PASSAGE FOR REVIEW:
========

Both were very tall and both wore wide brimmed hats. She was a vision
in purple. He bought two photo coffee table type books and was saying
he hadn't been back to Davis in a long time, that he had gone to school here
in the 70s and he was amazed at how different downtown looks. We
compared notes on restaurants he remembered that are no longer her (like
Larry Blake's, with its wonderful Rathskeller in the basement). He
asked for a bag for his two large books and I told him I'd have to charge
him. He waved me away and said they now live in Santa Cruz and "we have that
rule there too."
A mother walked by the store and I only noticed her because
she had two little boys, abut the age of Brianna and Lacie, and each of them
had his own iPhone and they were looking at them intently, I wonder if
they were playing Pokemon Go.

========

EXTRACTED MATERIAL:
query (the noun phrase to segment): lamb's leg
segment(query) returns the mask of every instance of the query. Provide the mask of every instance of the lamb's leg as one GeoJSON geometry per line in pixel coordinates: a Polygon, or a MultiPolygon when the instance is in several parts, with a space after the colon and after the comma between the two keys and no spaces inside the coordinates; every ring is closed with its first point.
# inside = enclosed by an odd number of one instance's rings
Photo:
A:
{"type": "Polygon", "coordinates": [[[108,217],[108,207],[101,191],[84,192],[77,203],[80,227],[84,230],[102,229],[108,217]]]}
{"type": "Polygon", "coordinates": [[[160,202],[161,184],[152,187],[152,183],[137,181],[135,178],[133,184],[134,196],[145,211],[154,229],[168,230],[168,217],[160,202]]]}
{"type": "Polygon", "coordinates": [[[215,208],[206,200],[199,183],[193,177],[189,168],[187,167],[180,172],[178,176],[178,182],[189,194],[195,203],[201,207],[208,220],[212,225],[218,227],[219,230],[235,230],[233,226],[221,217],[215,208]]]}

========

TASK REQUIREMENTS:
Answer these questions about the passage on visitors to the store:
1. In what decade did the tall man go to school in Davis?
2. Where does he say the couple now lives?
3. What did each of the two little boys have?

RESPONSE BELOW:
1. The 70s.
2. Santa Cruz.
3. His own iPhone.